PROVIDED PASSAGE =>
Yeah, I'm really struggling with what to do, and perhaps more importantly, how often will I use it if I buy it.

The leader in this segment is the _Fujifilm X100V_ (or even older _X100F)_ but I simply refuse to spend $1,400 dollars on a compact camera that will be worth $300 dollars a few years from now. And I've now seen it in person, and quite frankly, it's not all that compact.

I've probably looked at every compact camera on the market and they all have some things I want or don't want.

Sony also seems to be doing some nice stuff _(a6xxx)_ but many reviews complain about their non-intuitive on-screen menus. Canon seems to be the best in this area.


----------



## Saswatch

Sony A6xxx series are ILS. The body is compact but the lenses aren’t because e-mount was designed for FF. The kit lens is somewhat on the compact size and a coworker loved it on his a6000 for many years.


----------



## Saswatch

Since you also brought up price as a factor, there is no competition in the compact all-in-one camera market to the Panasonic LX100ii. In-body IS, integrated EVF, larger than 1” image sensor, high burst rate, high ISO, high DR, and other features. Sony NEX series come close but missing a few features and the older ones were heavy from my recollection.

PARTS OF THE EXERCISE =>
1) Transcribe the stretch of the camera thread from "Sony also seems" through "in this area.".
2) Condense the paragraph in the camera thread that begins "Since you also brought up price" into a short bulleted list that keeps its main facts.
The records have no connection to the camera thread.

DATA PROVIDED =>
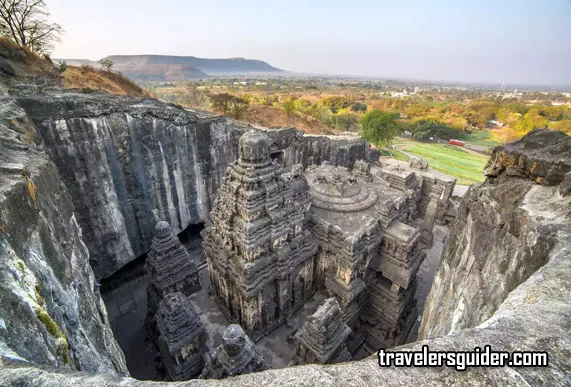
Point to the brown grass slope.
(20, 62)
(87, 77)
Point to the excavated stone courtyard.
(311, 241)
(126, 304)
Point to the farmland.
(463, 164)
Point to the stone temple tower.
(170, 269)
(237, 355)
(259, 251)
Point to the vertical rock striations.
(505, 231)
(51, 312)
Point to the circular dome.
(162, 229)
(234, 339)
(254, 146)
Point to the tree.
(106, 63)
(346, 122)
(26, 23)
(380, 127)
(229, 104)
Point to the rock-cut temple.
(276, 237)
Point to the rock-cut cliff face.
(506, 229)
(50, 309)
(529, 313)
(129, 163)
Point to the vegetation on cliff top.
(88, 77)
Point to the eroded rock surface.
(531, 314)
(51, 312)
(504, 232)
(129, 163)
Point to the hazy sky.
(514, 41)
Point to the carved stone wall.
(259, 251)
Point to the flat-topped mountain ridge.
(179, 68)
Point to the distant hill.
(144, 68)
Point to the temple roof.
(346, 200)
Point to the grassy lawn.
(396, 154)
(464, 165)
(480, 138)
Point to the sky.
(480, 41)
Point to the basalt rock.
(323, 338)
(237, 355)
(506, 230)
(170, 269)
(129, 163)
(51, 312)
(259, 250)
(181, 337)
(528, 287)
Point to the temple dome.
(254, 147)
(234, 339)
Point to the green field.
(480, 138)
(464, 165)
(397, 154)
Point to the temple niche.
(181, 340)
(355, 216)
(260, 253)
(237, 355)
(323, 338)
(170, 269)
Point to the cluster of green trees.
(423, 117)
(229, 104)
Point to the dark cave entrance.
(125, 297)
(278, 157)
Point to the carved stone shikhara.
(259, 250)
(274, 238)
(170, 269)
(323, 338)
(181, 340)
(237, 355)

SOLUTIONS TO THE TASKS =>
1)
Sony also seems to be doing some nice stuff _(a6xxx)_ but many reviews complain about their non-intuitive on-screen menus. Canon seems to be the best in this area.

2)
- With price as a factor, the Panasonic LX100ii has no competition in the compact all-in-one camera market.
- Its features include in-body IS, an integrated EVF, a larger than 1" image sensor, a high burst rate, high ISO and high DR, among others.
- The Sony NEX series comes close but is missing a few features, and as the poster recalls, the older models were heavy.